## [WHAT YOU WILL DO]
Every entry must be repeated exactly. Exclude all pictures.

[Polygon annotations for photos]

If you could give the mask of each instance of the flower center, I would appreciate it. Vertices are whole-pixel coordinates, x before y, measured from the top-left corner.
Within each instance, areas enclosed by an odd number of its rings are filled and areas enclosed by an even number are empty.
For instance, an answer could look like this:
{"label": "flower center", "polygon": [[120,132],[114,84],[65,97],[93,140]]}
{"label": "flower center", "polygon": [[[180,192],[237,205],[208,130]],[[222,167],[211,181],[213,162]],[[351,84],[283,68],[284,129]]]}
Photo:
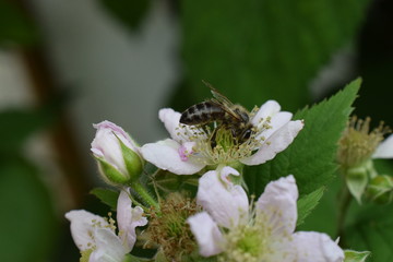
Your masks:
{"label": "flower center", "polygon": [[261,225],[239,225],[226,235],[225,253],[219,261],[261,261],[265,254],[266,239]]}
{"label": "flower center", "polygon": [[160,214],[151,211],[147,236],[170,261],[183,261],[195,249],[195,240],[186,225],[189,216],[201,210],[195,200],[180,193],[170,193],[160,202]]}
{"label": "flower center", "polygon": [[340,140],[337,155],[338,163],[344,168],[358,166],[369,159],[383,140],[383,135],[390,132],[389,128],[383,127],[383,122],[370,131],[370,118],[350,118]]}

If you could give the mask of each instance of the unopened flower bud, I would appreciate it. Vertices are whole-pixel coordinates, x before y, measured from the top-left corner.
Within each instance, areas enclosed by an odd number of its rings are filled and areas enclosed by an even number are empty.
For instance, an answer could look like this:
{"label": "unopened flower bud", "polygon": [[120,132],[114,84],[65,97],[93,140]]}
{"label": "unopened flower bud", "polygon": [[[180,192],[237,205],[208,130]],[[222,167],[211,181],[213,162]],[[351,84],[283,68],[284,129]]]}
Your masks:
{"label": "unopened flower bud", "polygon": [[143,169],[139,146],[124,130],[112,122],[93,124],[97,129],[92,152],[104,180],[110,184],[134,181]]}
{"label": "unopened flower bud", "polygon": [[378,204],[389,204],[393,200],[393,178],[377,176],[369,182],[366,198]]}

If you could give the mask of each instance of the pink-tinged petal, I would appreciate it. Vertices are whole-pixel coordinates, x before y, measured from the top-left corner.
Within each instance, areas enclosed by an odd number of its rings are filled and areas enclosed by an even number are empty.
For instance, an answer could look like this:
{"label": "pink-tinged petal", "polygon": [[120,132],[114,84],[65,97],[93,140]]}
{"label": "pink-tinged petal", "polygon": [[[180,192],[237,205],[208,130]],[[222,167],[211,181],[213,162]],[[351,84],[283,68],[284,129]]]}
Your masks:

## [WRITTEN SOLUTION]
If you could give the mask of each instance of the flower center, I would appreciate it. Vertices are whole-pixel coordinates, x before y, measured from the top-left corner.
Within each instance, areas enclosed by an odd number of its rings are filled and areas enclosed by an even number are empty.
For instance, an answer could look like this:
{"label": "flower center", "polygon": [[120,132],[114,84],[65,97],[93,140]]}
{"label": "flower center", "polygon": [[[180,192],[237,205],[208,130]],[[222,167],[211,181],[213,162]],[[351,84],[283,68],[284,129]]]}
Photo:
Your masks:
{"label": "flower center", "polygon": [[261,225],[239,225],[226,235],[225,253],[219,261],[261,261],[265,254],[266,239]]}
{"label": "flower center", "polygon": [[160,214],[151,211],[147,236],[170,261],[183,261],[195,249],[195,240],[186,225],[189,216],[201,210],[195,200],[180,193],[170,193],[160,202]]}
{"label": "flower center", "polygon": [[340,140],[337,155],[338,163],[344,168],[358,166],[369,159],[383,140],[383,135],[390,132],[389,128],[383,127],[383,122],[370,131],[370,118],[350,118]]}

If you could give the mask of each instance of the unopened flower bud, I would appreciate it. Vertices are whole-pixel coordinates, x before y, measured from the top-left corner.
Within each instance, areas enclosed by an odd number of its rings are filled and areas enclosed by an even number are empty.
For instance, an answer could look like this:
{"label": "unopened flower bud", "polygon": [[120,132],[114,84],[65,97],[93,140]]}
{"label": "unopened flower bud", "polygon": [[[180,192],[237,205],[208,130]],[[222,167],[211,181],[213,162]],[[351,84],[283,68],[284,129]]]}
Your masks:
{"label": "unopened flower bud", "polygon": [[143,169],[139,146],[124,130],[112,122],[93,124],[97,129],[92,152],[104,180],[110,184],[134,181]]}
{"label": "unopened flower bud", "polygon": [[378,204],[389,204],[393,200],[393,178],[377,176],[369,182],[366,198]]}

If you could give the mask of each instance of the pink-tinged petal, I would appreciate it. Vertices are whole-pixel coordinates, x before y, measured from the top-left corner.
Within each instance, areas enclosed by an odd number of its rings are filled and areas enclosed by an even number are empty.
For instance, an answer could look like this:
{"label": "pink-tinged petal", "polygon": [[120,132],[114,84],[65,97],[93,140]]}
{"label": "pink-tinged petal", "polygon": [[[180,192],[237,205],[208,130]],[[222,167],[211,181],[213,162]],[[351,84],[283,68],[284,129]]]}
Your masks:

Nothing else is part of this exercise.